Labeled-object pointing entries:
** start **
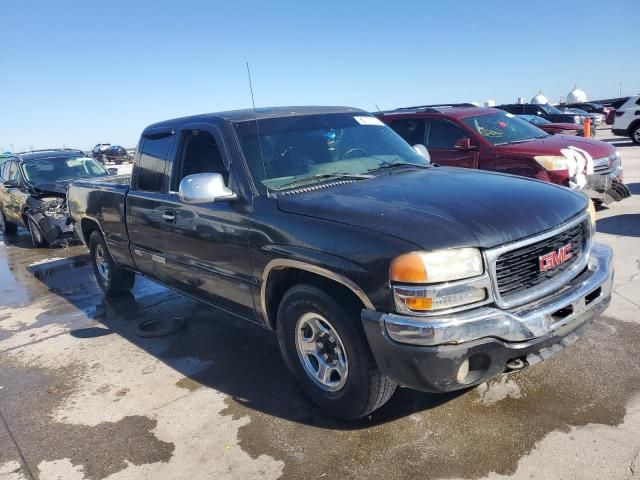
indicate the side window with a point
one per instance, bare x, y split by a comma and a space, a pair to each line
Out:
11, 171
198, 153
443, 134
412, 130
152, 163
** end **
Aim:
Every entry above should be duplicated exactly. Do not include the images.

Result of this task:
indicate the side window with a point
one per instance, bare x, y split by a comma and a space, a pair to each line
Out:
11, 171
198, 153
443, 134
412, 130
152, 163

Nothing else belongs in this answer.